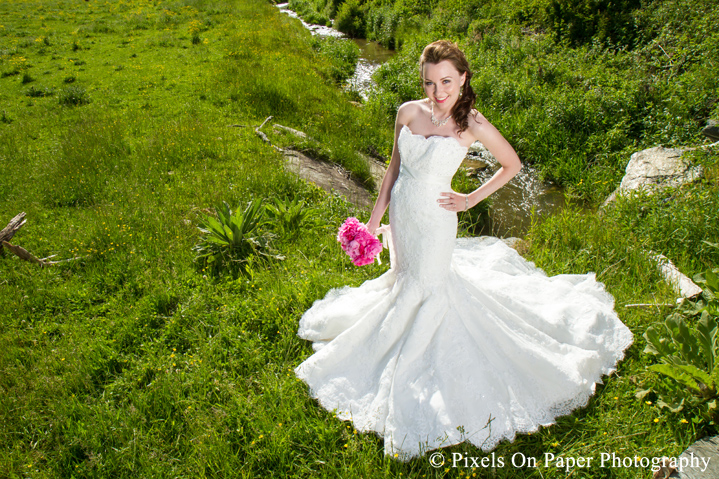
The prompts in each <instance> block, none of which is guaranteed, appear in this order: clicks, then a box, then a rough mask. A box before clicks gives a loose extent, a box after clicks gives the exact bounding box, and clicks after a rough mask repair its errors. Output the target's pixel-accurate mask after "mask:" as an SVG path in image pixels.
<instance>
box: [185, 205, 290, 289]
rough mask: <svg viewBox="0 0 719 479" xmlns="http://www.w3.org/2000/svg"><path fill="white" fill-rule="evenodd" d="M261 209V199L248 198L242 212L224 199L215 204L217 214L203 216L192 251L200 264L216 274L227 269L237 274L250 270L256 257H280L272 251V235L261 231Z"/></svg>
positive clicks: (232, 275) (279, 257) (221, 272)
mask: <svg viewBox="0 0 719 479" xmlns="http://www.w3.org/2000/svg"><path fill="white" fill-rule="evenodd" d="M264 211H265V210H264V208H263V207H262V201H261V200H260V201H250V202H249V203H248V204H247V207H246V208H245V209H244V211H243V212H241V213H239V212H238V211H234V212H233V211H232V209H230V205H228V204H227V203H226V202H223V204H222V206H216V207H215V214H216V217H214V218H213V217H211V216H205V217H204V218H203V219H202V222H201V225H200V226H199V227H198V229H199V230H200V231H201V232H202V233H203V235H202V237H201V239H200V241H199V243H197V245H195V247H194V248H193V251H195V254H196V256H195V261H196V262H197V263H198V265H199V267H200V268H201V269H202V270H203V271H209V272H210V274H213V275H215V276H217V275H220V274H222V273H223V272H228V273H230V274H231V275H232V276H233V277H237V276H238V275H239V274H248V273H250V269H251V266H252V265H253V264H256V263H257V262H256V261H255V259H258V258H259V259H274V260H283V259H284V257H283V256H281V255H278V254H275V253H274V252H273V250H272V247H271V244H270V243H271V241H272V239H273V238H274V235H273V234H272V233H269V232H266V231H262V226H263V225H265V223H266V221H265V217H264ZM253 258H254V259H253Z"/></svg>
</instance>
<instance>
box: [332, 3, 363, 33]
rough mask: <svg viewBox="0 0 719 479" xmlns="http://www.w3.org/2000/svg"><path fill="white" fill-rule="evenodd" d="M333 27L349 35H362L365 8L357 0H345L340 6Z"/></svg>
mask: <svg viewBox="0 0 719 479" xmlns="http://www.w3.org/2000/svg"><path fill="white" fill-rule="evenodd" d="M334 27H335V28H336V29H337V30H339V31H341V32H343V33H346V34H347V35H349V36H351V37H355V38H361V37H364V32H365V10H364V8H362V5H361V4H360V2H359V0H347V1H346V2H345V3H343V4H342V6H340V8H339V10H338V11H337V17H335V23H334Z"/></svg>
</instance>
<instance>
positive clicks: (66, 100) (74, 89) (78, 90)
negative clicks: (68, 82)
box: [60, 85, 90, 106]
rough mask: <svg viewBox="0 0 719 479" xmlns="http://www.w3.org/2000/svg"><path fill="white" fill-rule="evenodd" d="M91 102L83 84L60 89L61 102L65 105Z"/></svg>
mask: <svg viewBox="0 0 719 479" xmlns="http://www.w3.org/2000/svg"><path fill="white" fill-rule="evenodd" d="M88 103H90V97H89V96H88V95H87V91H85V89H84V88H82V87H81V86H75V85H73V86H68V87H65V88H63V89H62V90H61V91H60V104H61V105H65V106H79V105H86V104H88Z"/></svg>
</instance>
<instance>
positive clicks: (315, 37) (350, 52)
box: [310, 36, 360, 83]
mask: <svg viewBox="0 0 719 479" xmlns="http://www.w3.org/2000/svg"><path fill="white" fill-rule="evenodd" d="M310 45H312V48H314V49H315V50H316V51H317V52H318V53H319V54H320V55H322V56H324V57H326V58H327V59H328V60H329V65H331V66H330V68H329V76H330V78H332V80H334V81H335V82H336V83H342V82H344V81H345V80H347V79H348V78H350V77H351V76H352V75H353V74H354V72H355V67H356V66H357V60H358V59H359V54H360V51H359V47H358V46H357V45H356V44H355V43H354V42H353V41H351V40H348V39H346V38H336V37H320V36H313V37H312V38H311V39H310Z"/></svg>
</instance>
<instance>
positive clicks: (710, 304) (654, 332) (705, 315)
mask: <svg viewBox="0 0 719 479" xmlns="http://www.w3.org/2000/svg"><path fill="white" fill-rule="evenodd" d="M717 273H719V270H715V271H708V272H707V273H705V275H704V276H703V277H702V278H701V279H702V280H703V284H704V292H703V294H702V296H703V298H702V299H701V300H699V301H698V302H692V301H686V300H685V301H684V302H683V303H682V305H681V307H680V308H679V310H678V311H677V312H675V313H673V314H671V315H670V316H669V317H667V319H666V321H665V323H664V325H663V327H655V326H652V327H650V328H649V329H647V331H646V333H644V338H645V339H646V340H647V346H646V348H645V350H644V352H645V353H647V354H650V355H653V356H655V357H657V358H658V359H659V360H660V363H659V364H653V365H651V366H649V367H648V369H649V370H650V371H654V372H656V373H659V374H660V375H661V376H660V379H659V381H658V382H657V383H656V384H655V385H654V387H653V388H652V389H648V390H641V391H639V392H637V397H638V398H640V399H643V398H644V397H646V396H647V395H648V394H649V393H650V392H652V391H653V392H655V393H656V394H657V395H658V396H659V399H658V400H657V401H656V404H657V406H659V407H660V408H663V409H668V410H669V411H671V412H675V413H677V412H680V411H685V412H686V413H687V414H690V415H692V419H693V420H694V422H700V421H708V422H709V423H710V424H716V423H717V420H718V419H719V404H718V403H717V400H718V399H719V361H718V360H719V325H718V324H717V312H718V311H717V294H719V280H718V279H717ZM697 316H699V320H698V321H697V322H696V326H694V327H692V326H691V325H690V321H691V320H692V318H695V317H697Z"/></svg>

+ + + +

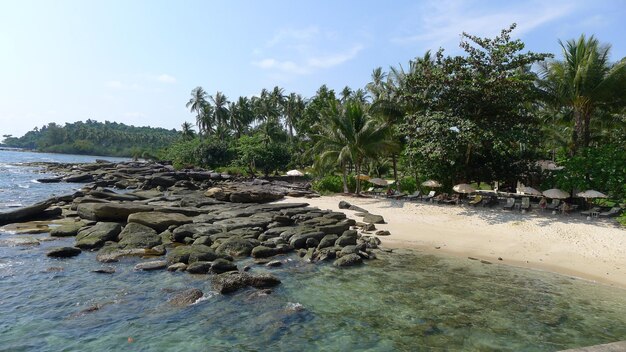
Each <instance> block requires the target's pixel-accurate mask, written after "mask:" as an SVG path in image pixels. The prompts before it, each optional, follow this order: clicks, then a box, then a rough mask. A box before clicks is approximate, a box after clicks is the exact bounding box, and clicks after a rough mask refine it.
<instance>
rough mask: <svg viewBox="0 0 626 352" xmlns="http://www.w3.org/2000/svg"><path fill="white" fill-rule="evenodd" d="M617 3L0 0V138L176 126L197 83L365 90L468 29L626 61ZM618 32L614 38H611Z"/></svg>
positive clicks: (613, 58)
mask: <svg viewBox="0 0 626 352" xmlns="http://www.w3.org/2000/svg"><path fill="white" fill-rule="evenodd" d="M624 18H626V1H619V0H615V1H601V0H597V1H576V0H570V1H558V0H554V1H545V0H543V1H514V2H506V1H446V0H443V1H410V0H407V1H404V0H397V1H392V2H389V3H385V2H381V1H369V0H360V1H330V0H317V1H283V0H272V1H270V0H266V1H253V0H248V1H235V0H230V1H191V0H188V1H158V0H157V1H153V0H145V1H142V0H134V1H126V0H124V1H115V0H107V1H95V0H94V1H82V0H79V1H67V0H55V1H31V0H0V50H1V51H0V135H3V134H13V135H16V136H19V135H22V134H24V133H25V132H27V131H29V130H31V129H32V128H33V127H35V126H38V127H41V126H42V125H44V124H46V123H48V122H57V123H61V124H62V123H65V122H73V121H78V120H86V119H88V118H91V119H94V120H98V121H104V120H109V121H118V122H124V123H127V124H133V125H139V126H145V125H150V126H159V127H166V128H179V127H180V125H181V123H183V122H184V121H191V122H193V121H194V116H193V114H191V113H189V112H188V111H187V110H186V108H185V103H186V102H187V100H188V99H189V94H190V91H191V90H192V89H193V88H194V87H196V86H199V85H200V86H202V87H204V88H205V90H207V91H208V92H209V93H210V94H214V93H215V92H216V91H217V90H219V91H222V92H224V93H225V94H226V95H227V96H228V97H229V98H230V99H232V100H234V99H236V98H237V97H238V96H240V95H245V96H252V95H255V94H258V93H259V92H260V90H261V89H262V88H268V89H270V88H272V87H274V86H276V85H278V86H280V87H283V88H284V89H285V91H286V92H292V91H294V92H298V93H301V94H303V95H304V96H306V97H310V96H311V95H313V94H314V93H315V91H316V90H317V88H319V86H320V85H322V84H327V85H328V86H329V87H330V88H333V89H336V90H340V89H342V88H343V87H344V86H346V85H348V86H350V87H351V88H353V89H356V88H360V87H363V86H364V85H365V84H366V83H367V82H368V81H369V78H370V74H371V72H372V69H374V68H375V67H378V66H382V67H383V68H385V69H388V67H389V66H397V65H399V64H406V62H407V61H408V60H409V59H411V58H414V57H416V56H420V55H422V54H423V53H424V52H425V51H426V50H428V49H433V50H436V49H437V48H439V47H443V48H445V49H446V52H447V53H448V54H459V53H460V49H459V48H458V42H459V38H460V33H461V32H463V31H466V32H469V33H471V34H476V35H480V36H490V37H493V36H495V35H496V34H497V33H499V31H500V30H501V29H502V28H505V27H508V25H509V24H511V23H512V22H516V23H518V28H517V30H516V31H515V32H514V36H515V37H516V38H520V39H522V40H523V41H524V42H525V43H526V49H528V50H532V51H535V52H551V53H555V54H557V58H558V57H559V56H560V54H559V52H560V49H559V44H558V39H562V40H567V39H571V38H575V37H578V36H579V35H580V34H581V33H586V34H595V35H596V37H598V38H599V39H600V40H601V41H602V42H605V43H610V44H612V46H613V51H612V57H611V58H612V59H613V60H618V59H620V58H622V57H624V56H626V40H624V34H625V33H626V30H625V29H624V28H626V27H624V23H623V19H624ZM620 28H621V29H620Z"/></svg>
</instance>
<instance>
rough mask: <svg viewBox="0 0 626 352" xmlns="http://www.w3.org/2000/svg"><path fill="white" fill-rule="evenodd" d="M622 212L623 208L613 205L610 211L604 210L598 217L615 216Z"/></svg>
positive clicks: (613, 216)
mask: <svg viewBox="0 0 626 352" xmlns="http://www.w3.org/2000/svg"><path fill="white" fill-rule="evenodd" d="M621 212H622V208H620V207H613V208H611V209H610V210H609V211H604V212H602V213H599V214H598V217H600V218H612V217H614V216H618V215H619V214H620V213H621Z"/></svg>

+ + + +

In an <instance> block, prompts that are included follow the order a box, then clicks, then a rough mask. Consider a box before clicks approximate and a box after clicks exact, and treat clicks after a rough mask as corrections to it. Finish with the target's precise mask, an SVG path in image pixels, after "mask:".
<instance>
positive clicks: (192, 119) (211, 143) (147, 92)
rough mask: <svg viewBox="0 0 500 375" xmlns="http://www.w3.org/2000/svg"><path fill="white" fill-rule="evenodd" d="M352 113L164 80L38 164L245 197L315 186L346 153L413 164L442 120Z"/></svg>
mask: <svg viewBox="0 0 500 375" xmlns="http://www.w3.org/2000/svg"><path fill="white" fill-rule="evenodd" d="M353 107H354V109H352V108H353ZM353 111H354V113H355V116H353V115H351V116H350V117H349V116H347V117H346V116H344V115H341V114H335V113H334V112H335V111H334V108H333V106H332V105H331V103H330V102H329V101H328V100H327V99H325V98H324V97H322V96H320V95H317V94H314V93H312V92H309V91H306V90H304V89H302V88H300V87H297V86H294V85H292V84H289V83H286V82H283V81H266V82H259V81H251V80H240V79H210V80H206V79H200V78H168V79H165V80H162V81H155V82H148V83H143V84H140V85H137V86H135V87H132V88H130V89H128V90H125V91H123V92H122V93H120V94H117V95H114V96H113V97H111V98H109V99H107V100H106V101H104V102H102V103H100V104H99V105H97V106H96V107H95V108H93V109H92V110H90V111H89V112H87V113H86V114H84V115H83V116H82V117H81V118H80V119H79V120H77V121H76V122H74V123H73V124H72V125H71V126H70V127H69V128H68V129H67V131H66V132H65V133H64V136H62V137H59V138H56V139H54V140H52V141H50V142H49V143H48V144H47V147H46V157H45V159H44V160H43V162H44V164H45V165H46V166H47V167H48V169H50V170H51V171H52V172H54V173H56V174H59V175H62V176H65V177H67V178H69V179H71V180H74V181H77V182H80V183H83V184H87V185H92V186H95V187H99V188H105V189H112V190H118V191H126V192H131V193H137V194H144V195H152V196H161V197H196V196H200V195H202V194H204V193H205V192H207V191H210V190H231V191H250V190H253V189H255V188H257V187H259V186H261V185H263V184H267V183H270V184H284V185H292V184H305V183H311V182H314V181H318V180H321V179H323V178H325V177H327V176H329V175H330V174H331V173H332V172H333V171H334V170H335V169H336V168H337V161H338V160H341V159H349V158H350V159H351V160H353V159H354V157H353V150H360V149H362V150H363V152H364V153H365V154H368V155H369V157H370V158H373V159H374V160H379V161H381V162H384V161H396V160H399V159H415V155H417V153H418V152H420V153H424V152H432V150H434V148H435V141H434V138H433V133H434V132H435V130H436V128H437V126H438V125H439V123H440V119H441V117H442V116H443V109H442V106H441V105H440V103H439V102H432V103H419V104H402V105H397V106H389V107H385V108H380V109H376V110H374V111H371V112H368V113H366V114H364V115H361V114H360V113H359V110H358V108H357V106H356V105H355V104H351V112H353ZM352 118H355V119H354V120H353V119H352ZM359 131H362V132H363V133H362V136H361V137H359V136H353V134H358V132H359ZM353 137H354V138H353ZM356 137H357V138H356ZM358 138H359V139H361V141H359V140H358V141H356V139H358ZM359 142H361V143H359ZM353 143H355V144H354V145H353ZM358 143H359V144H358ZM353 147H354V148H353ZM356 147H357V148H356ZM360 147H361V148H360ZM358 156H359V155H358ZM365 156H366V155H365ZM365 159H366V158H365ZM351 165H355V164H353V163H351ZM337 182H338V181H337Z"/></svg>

+ + + +

- [Problem details] Copy the lines verbatim, beginning with the line containing "Each <instance> block requires" and continuing through the line containing "positive clicks: (613, 58)".

- [Response for this exercise]
Each <instance> block requires the target's pixel-accurate mask, written after "mask:" as an SVG path in image pixels. The prompts before it, each optional, follow this order: clicks, then a box, then a rough mask. A box before clicks is approximate, a box after clicks is the exact bounding box, and clicks after a rough mask refine it.
<instance>
rough mask: <svg viewBox="0 0 626 352" xmlns="http://www.w3.org/2000/svg"><path fill="white" fill-rule="evenodd" d="M617 3L0 0V138L176 126L197 83L365 90L468 29L626 61ZM618 32L614 38H611Z"/></svg>
positive clicks: (613, 58)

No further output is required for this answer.